* [PAGE EXCERPT]
ADELAIDE HILLS – The Hills received afternoon rain on Wednesday, but despite the relief, a number of fires were started near the incident command centre at One Tree Hill.

Country Fire Service chief Greg Nettleton said firefighters now face the prospect of blazes in other areas of the state sparked by lightning strikes.

‘This rain won’t calm the hot spots – it requires people to do work on them,’ Mr Nettleton said.

Premier Jay Weatherill said efforts were now focused on recovery.

‘This remains important and also dangerous work. I have nothing but admiration for the skill and for the dedication of the people that are out there,’ Mr Weatherill said.

Insurance losses from the fire have already passed $13 million, with more claims expected to be lodged over the coming days and weeks.

The number of homes badly damaged or destroyed was also downgraded to 32 from 38.

Prime Minister Tony Abbott says the victims of the Adelaide Hills bush fires will receive federal assistance, but volunteers who lost income when they went to fight the fires will not be compensated by the Commonwealth.

The Prime Minister  faced backlash for his failure to make a formals statement about the Adelaide Hills bush fires or visit the region. People from across the nation flooded social media and called talkback radios expressing their outrage.

Mr Abbott toured the bus fire zone in the Adelaide hills on Thursday, meeting with volunteers.

“This is some modest, additional Commonwealth assistance that will be made available to victims of these terrible fires here in South Australia,” Mr Abbott said.

“Now, as a volunteer bushfire fighter myself in NSW, I know that volunteer bushfire fighters make sacrifices, but it’s something which I guess goes with the role and certainly never something which has deterred people from doing what they need to do to help their fellow Australians at a time of need,” he said.

Mr Abbott joined South Australian Premier Jay Weatherill to tour the grounds of the Sampson Flat bushfire, which has burned through the hills for six days.

“The worst of nature brings out the best in people,” Mr Abbott told volunteers, “While we grieve for those who have lost, we can nevertheless be proud of the efforts that have been put in,”

Disaster recovery payments of $1000 for adults and $400 per child, and a 13-week Centrelink allowance for people whose income had been severely affected by the fire is to be made available.

Up to 30 millimetres of rain has fallen on the Adelaide Hills fire ground overnight.

* [WORK TO DO]
a. Transcribe the part of the Adelaide Hills bushfire report running from "The Prime Minister" down to "radios expressing their outrage.".
b. Render the image location labeling rows, everything from the first row down to the line containing "[[222, 101]]", as a two-column CSV with the columns "instruction" and "answer". Give one row for each request, place each value in a single quoted field with line breaks replaced by spaces, and leave out the pictures.

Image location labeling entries
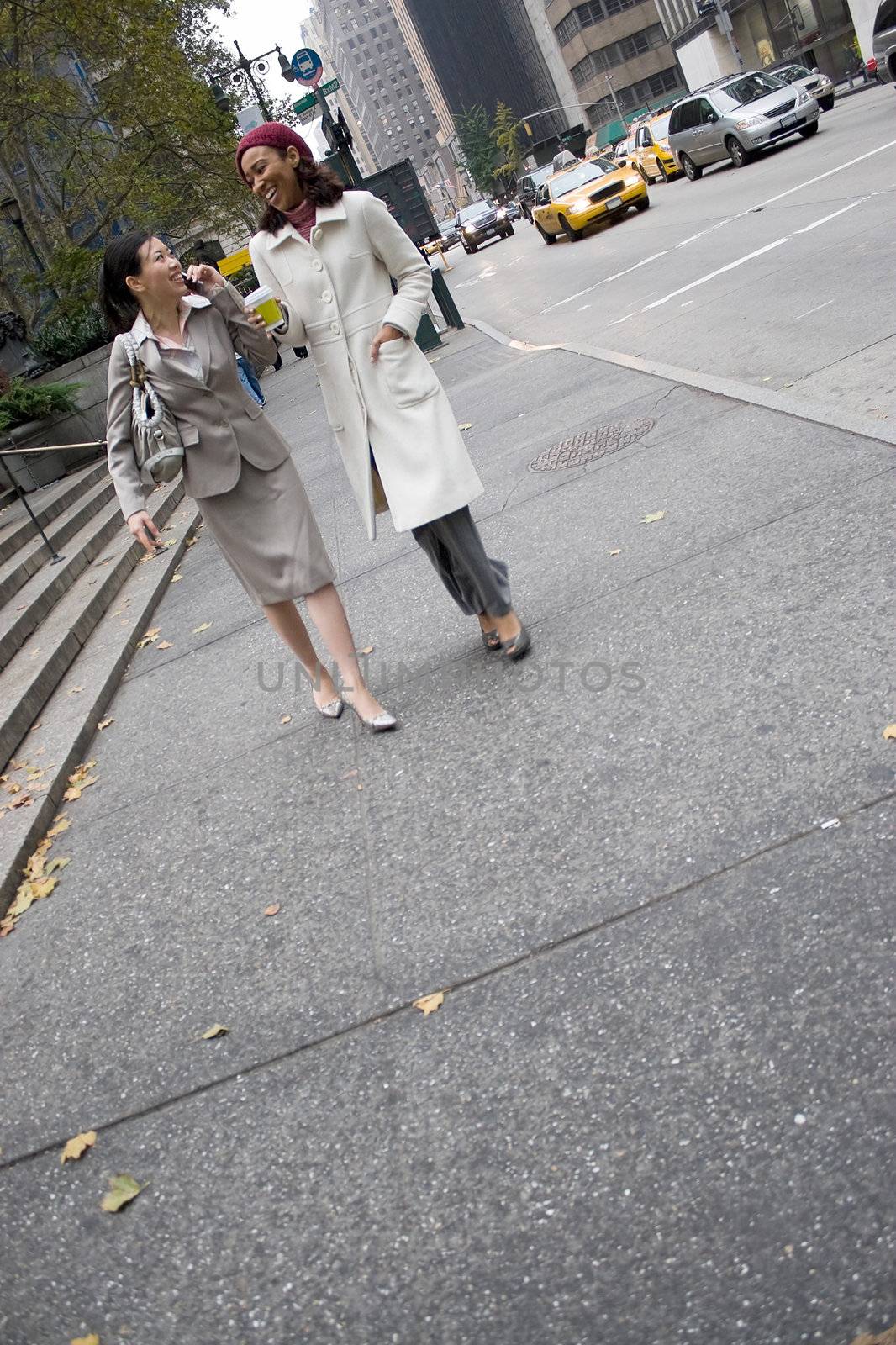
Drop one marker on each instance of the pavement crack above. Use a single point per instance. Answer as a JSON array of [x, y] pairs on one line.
[[542, 950]]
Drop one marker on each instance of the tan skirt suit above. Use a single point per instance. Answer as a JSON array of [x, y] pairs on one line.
[[237, 467]]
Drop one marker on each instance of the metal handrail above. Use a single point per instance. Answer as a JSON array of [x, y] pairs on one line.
[[46, 448]]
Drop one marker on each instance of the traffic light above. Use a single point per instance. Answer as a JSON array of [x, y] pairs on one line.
[[222, 101]]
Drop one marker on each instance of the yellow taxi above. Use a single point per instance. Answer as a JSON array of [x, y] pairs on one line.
[[584, 194], [649, 150]]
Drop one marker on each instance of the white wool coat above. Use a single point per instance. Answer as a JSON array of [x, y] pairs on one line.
[[336, 293]]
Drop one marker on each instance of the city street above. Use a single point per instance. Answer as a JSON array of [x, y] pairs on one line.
[[562, 1015], [779, 275]]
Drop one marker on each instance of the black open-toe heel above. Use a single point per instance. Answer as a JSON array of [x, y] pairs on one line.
[[519, 647]]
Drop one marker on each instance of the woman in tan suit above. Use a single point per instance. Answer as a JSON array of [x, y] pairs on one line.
[[237, 467]]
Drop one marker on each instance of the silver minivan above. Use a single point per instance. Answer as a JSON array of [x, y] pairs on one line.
[[736, 118], [884, 40]]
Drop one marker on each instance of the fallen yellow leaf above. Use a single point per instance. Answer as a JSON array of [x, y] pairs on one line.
[[121, 1192], [80, 1145]]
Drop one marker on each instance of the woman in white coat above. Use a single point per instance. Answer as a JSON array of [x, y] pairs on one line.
[[329, 257]]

* [TASK-BY-TASK RESULTS]
a.
The Prime Minister  faced backlash for his failure to make a formals statement about the Adelaide Hills bush fires or visit the region. People from across the nation flooded social media and called talkback radios expressing their outrage.

b.
instruction,answer
"Drop one marker on each instance of the pavement crack above. Use a single point per instance. Answer as a JSON array of [x, y] pairs on one line.","[[542, 950]]"
"Drop one marker on each instance of the tan skirt suit above. Use a single point per instance. Answer as a JSON array of [x, y] pairs on one line.","[[237, 467]]"
"Drop one marker on each instance of the metal handrail above. Use a single point per instance. Answer as a JSON array of [x, y] pairs on one line.","[[46, 448]]"
"Drop one marker on each instance of the traffic light above. Use a single point per instance. Answer as a JSON array of [x, y] pairs on one line.","[[222, 101]]"